**Bagian Teks:**
————

Kamis, 23 Juni 2016

Soerjadi

Soerjadi: dari 27 Juli ke Tahanan Polisi

Soerjadi, mantan Ketua Umum PDI, sejak Selasa (11/4) malam meringkuk di tahanan Mabes Polri. Aparat penegak hukum, agaknya sudah mendapatkan bukti-bukti seberapa jauh Soerjadi terlibat dalam Kasus 27 Juli 1996 hingga ia perlu ditahan. Ia dituduh melanggar Pasal 55 KUHP, yang salah satu pasalnya menyebutkan bahwa "pelaku adalah orang yang melakukan atau turut melakukan atau menyuruh dilakukan suatu perbuatan tindak pidana."
Menurut Direktur Tindak Pidana Umum Mabes Polri, Engkesman R. Hillep, Soerjadi ditahan karena keterangan yang diberikan untuk Berita Acara Pemeriksaan (BAP) belum mencukupi. "Kami memutuskan menahan Soerjadi sampai mendapat keterangan yang cukup sesuai dengan sangkaan," ujar Engkesman.
Soerjadi lahir di Selur, Ngrayun, Ponorogo, Jawa Timur, 13 April 1939. Tapi itu bukan tanggal lahirnya yang sebenarnya. Itu adalah tanggal lahir yang direka oleh Kepala Sekolah Rakyat (SR, sekarang SD) ketika harus mengisi kolom tanggal lahir sewaktu pendaftaran ujian sekolah. Di kampungnya, waktu itu memang ada kebiasaan, anak-anak yang tak jelas tanggal kelahirannya, kepala sekolahlah yang akan memberikannya –kecuali anak guru.
Soerjadi datang dari keluarga miskin. Kampungnya sendiri, menurut dia, daerah yang sangat miskin dan terisolasi. Sebenarnya, ayah Soerjadi adalah seorang lurah. Tapi ayah itu meninggal ketika ia masih tujuh tahun. Untuk memenuhi kebutuhan sehari-hari, ibunya berjualan gaplek dan beras. "Beras itu digendong ibu sendiri dari pasar desa yang satu ke pasar desa yang lain," kata Soerjadi dalam buku Membangun Citra Partai: Profil Drs Soerjadi, Ketua Umum DPP PDI 1986-1993.

————

**Bahan Tersedia:**
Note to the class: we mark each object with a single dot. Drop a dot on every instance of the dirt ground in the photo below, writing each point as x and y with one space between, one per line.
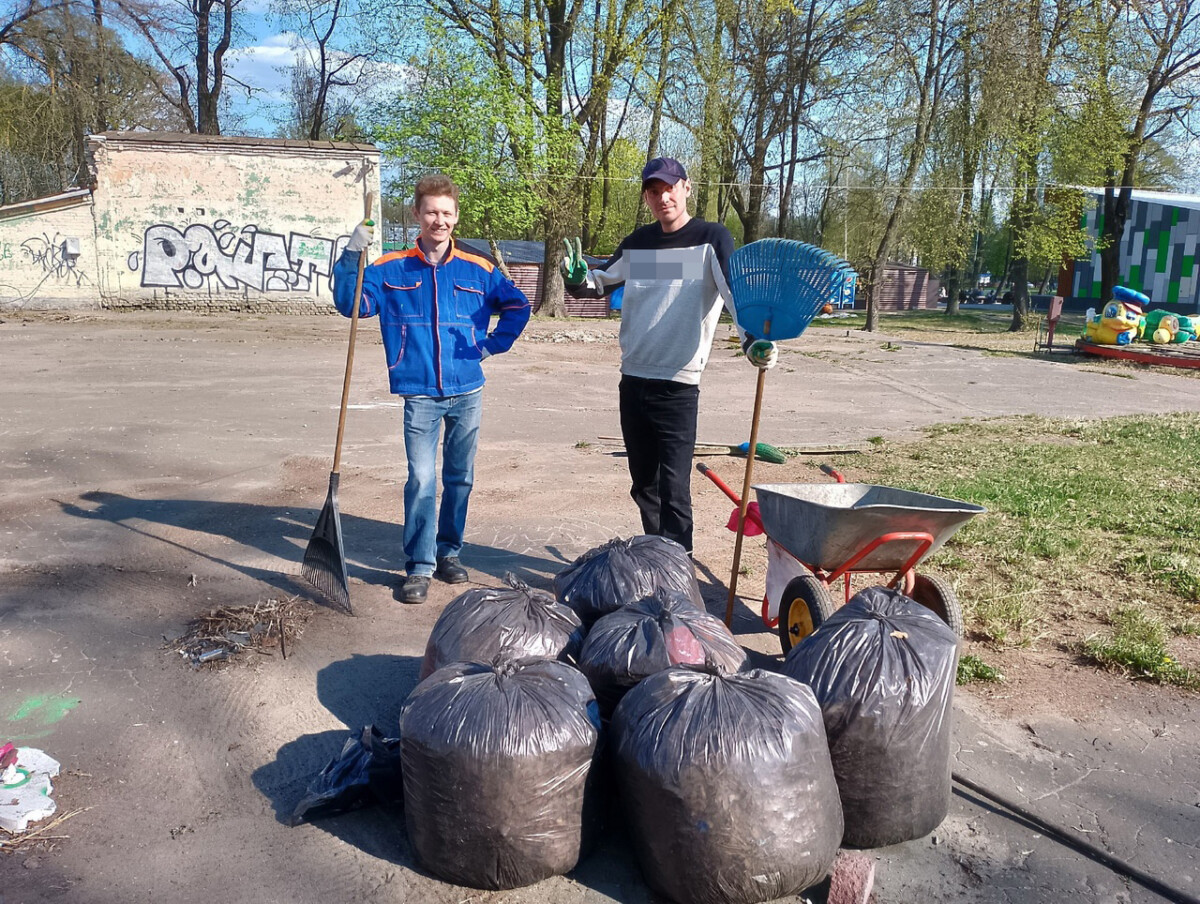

————

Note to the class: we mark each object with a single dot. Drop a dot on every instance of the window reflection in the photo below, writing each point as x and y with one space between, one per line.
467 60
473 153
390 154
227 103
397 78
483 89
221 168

————

**Tugas Pengerjaan:**
(a) Menurut teks tentang Soerjadi, apa yang dijual oleh ibu Soerjadi untuk memenuhi kebutuhan sehari-hari?
(b) Salin secara persis bagian teks tentang Soerjadi yang dibuka dengan kata-kata yang memuat "Menurut Direktur Tindak" dan ditutup dengan "memberikannya –kecuali anak guru.".

**Hasil Pengerjaan:**
(a) Gaplek dan beras.

(b)
Menurut Direktur Tindak Pidana Umum Mabes Polri, Engkesman R. Hillep, Soerjadi ditahan karena keterangan yang diberikan untuk Berita Acara Pemeriksaan (BAP) belum mencukupi. "Kami memutuskan menahan Soerjadi sampai mendapat keterangan yang cukup sesuai dengan sangkaan," ujar Engkesman.
Soerjadi lahir di Selur, Ngrayun, Ponorogo, Jawa Timur, 13 April 1939. Tapi itu bukan tanggal lahirnya yang sebenarnya. Itu adalah tanggal lahir yang direka oleh Kepala Sekolah Rakyat (SR, sekarang SD) ketika harus mengisi kolom tanggal lahir sewaktu pendaftaran ujian sekolah. Di kampungnya, waktu itu memang ada kebiasaan, anak-anak yang tak jelas tanggal kelahirannya, kepala sekolahlah yang akan memberikannya –kecuali anak guru.